SHORT TASK 1: In the forum thread about relationships below, how long has one poster been with their boyfriend?
═══ DOCUMENT EXTRACT
What was your longest relationship? 5 weeks is literally nothing. Some couples stay in the "honeymoon phase" for years.
>>
>>17465030
Yeah.
Been with my boyfriend for 9 years.
He's an arrogant, know-it-all asshole with poor anger management who loves blaming others for his mistakes.
He'll be a great politician one day.

It works because I am in love with him. Because I am a mildly insensitive bitch, definitely arrogant and a bit of a control freak, and he loves me anyway. Because we learnt how to deal with each other. Because being in a relationship, loving and committing to each other is a choice, and I choose to do it for him.
>>
>>17466593
I like you.
>>
>>17466594
I probably like you too.
>>
>>17465030
> my wife/husband isn't perfect, what do!?
If you're considering getting a divorce because of some physical/social quirk, then you've got serious personal problems to deal with (and/or should've dated them for more than a month before getting hitched).
══════
═══ DATA PROVIDED
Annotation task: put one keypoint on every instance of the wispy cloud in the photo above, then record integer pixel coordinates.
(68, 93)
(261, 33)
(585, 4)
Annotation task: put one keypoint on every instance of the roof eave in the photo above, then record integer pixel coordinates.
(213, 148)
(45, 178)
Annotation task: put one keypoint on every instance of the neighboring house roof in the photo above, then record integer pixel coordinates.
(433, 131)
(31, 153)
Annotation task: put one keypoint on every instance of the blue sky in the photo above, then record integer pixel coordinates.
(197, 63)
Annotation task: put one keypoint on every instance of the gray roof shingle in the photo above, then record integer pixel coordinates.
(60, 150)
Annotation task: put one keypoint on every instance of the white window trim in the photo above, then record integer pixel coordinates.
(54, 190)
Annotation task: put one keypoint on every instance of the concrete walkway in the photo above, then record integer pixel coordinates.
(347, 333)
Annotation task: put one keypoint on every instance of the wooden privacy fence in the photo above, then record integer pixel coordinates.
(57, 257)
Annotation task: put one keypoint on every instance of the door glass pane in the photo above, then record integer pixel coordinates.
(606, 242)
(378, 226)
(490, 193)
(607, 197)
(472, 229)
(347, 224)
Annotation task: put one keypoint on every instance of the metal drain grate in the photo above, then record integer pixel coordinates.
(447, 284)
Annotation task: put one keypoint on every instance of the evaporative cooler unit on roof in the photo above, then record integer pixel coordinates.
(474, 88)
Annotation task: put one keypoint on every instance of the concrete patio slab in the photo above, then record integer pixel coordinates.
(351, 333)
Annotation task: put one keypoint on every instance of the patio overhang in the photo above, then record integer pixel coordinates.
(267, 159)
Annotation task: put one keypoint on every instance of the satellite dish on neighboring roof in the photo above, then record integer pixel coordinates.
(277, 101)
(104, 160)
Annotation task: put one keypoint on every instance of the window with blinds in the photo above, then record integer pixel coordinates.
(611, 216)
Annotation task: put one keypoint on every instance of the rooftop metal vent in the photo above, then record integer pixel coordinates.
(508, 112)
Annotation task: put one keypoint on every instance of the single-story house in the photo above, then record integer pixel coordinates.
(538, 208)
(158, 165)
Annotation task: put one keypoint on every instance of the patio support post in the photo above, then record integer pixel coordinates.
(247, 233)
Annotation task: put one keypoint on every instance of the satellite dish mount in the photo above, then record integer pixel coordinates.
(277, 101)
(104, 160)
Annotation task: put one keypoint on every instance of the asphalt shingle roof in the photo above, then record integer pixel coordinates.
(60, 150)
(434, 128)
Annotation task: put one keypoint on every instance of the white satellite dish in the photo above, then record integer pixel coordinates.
══════
SHORT TASK 2: Collect every line of the records that contains the word "window".

COMPLETE OUTPUT 1: Nine years.

COMPLETE OUTPUT 2:
Annotation task: put one keypoint on every instance of the white window trim in the photo above, then record integer pixel coordinates.
Annotation task: put one keypoint on every instance of the window with blinds in the photo above, then record integer pixel coordinates.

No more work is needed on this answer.